> _Dataset entries_:
▼
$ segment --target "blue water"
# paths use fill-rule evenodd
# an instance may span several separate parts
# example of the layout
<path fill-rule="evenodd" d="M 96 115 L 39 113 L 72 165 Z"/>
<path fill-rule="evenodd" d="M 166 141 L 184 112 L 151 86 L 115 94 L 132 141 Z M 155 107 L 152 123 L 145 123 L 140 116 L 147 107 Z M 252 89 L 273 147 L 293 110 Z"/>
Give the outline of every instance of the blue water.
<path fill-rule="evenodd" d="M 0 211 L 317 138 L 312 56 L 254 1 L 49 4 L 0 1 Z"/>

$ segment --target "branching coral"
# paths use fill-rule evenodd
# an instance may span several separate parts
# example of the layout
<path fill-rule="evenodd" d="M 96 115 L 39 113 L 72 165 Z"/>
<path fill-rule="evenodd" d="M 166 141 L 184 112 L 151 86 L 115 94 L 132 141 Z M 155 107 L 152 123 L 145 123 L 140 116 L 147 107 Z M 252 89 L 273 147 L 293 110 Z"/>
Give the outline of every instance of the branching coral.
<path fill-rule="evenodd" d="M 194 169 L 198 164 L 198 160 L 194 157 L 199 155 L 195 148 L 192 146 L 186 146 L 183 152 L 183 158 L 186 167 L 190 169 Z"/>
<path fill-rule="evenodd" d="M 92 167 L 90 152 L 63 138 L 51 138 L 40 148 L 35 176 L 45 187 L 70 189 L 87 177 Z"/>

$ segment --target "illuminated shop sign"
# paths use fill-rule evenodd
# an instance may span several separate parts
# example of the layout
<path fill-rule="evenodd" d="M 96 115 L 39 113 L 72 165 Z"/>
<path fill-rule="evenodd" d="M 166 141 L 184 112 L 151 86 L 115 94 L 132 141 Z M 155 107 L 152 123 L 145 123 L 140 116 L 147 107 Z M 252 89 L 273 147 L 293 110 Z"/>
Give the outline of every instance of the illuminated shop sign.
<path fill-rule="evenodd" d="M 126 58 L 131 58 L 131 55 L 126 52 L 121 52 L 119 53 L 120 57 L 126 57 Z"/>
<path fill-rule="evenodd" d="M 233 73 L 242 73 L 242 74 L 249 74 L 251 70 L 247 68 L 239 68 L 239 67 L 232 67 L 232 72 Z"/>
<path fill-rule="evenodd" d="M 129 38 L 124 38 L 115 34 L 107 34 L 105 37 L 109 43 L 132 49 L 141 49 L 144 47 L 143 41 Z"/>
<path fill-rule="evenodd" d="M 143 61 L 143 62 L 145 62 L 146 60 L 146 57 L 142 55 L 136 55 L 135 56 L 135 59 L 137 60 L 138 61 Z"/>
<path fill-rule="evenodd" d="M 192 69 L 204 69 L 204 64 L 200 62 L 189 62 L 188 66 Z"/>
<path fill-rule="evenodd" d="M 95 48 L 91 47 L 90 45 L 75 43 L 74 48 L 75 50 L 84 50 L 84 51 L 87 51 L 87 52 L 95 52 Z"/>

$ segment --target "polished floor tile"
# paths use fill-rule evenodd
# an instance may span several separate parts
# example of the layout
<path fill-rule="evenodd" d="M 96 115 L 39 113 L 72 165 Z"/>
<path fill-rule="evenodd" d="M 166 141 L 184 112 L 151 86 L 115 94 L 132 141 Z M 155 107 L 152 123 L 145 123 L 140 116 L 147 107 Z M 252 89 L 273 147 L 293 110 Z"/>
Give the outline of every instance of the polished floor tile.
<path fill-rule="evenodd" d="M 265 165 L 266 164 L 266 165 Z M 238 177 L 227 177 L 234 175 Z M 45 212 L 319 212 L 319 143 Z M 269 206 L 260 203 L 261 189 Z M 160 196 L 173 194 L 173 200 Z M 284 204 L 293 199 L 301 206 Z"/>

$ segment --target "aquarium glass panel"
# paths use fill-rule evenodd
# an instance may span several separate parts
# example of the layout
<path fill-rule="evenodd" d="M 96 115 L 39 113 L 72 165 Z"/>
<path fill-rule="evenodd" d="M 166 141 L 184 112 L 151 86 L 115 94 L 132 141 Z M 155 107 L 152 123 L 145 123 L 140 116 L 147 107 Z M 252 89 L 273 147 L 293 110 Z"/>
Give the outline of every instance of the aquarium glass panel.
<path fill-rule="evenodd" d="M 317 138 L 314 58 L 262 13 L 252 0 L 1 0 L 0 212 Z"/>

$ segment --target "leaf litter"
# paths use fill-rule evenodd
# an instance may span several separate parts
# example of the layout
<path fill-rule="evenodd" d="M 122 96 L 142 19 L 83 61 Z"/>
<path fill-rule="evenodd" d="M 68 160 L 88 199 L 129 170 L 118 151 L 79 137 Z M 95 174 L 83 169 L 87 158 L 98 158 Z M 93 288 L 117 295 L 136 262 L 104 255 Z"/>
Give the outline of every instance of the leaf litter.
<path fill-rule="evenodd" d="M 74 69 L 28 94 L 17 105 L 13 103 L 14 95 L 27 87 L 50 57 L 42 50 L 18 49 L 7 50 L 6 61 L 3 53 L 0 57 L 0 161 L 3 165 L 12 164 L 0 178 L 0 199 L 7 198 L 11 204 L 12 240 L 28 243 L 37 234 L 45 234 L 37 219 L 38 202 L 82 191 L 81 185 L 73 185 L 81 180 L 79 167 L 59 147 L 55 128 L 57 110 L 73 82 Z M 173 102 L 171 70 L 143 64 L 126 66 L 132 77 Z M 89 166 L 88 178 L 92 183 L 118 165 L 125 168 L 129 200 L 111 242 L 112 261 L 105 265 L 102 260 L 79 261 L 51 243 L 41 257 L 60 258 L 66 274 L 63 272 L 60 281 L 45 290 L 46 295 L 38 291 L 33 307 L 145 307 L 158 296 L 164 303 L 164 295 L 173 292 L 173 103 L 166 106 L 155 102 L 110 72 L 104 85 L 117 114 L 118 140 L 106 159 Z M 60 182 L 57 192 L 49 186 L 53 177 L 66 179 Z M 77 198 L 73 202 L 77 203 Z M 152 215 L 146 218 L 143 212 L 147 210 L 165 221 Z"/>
▲
> _Objective_: Copy the items from the beginning through the line containing "0 211 L 317", keeping the requests, and add 97 to every coordinate in the answer outlines but not in the requests or their layout samples.

> _Output for this task_:
$ segment --target "blue water"
# paths use fill-rule evenodd
# an instance may span several separate parts
# example of the layout
<path fill-rule="evenodd" d="M 96 115 L 39 113 L 72 165 Z"/>
<path fill-rule="evenodd" d="M 166 141 L 184 112 L 151 86 L 115 94 L 132 141 Z M 155 107 L 152 123 L 145 123 L 140 116 L 147 107 Z M 252 89 L 273 147 L 293 110 Z"/>
Give the outline of every instance of the blue water.
<path fill-rule="evenodd" d="M 97 308 L 414 235 L 409 153 L 351 98 L 146 101 L 97 98 Z"/>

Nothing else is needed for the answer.